**REQUIREMENT**
Reproduce the lines below word for word.

**MATERIAL FOR THIS EXERCISE**
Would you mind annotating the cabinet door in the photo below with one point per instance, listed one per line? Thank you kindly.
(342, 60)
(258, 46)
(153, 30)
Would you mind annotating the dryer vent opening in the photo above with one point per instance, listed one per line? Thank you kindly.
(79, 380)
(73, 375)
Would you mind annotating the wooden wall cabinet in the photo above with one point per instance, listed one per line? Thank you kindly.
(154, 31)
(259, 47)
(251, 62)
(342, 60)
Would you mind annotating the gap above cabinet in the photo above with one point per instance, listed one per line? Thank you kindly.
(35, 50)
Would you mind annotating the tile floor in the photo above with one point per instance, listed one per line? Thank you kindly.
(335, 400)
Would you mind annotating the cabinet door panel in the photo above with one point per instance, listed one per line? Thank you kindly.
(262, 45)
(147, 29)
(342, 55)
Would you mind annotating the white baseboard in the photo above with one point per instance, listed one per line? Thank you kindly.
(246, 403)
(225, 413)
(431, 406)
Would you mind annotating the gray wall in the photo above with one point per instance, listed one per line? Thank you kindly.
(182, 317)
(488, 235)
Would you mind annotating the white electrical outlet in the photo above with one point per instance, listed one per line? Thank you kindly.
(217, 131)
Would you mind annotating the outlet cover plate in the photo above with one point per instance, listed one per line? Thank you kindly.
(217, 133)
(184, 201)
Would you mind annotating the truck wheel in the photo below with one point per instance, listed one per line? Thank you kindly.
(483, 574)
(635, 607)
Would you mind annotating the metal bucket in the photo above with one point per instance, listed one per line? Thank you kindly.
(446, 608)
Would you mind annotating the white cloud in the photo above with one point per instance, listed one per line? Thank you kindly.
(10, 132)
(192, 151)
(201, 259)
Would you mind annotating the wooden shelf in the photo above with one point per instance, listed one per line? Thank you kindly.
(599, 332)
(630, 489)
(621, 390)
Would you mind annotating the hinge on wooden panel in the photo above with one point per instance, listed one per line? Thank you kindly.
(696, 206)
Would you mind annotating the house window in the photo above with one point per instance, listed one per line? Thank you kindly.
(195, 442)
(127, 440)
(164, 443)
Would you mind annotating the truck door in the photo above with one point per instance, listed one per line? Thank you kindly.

**ANSWER TO THIS EXERCISE**
Would you mind annotating the cabinet door in the photo below with one point per instance, listed one per line? Thank you kindly.
(342, 60)
(258, 46)
(153, 30)
Would you mind annotating the dryer vent opening in the photo above with one point per instance, listed one per line? Thank you kindly.
(79, 380)
(73, 375)
Would you mind annotating the wooden wall cabinet in the photo above with one point per instance, listed one per line? Thank you kindly.
(154, 31)
(259, 47)
(251, 62)
(342, 60)
Would you mind annotating the gap above cabinet in the photo above with one point per instance, listed one per line? Thank you kindly.
(35, 50)
Would you mind annotating the tile floor in the photo above with one point per instance, listed one per line? Thank you kindly.
(335, 400)
Would you mind annotating the cabinet door panel in the photo above with one point per instance, listed one per line? Thank you kindly.
(262, 45)
(147, 29)
(342, 55)
Would you mind annotating the white baseboard in the photo above with one point per instance, listed one per line? Thank you kindly.
(246, 403)
(225, 413)
(431, 406)
Would you mind annotating the gray wall in the photo above with one point per instance, listed one per line? Thank you kindly.
(182, 317)
(488, 235)
Would you mind annotating the white electrical outlet in the photo above with one point per instance, listed one per line? Thank you kindly.
(217, 131)
Would you mind annotating the outlet cover plate in the photo above with one point per instance, listed one per line? Thank you kindly.
(217, 133)
(184, 201)
Would you mind annotating the truck wheel in the photo below with one point per instance, listed one per line? Thank you kindly.
(483, 574)
(635, 607)
Would you mind annotating the metal bucket in the photo above with one point per instance, listed one per line? Thank you kindly.
(446, 608)
Would you mind annotating the white cloud in the photo above with one point per instance, listed one per line? Thank you kindly.
(10, 132)
(192, 151)
(201, 259)
Would you mind annotating the wooden shelf in the photo above with one point per instance, listed one per line? Thank you kindly.
(599, 332)
(630, 489)
(621, 390)
Would you mind annotating the hinge on wooden panel in the photo above with one point per instance, listed one per line? Thank you kindly.
(696, 206)
Would you mind annotating the house window in the photo above with one point per instance, listed one per line? Thank you kindly.
(195, 442)
(127, 440)
(164, 443)
Would you mind annotating the truck door in the photo above with one point per instance, listed one per line? Thank you kindly.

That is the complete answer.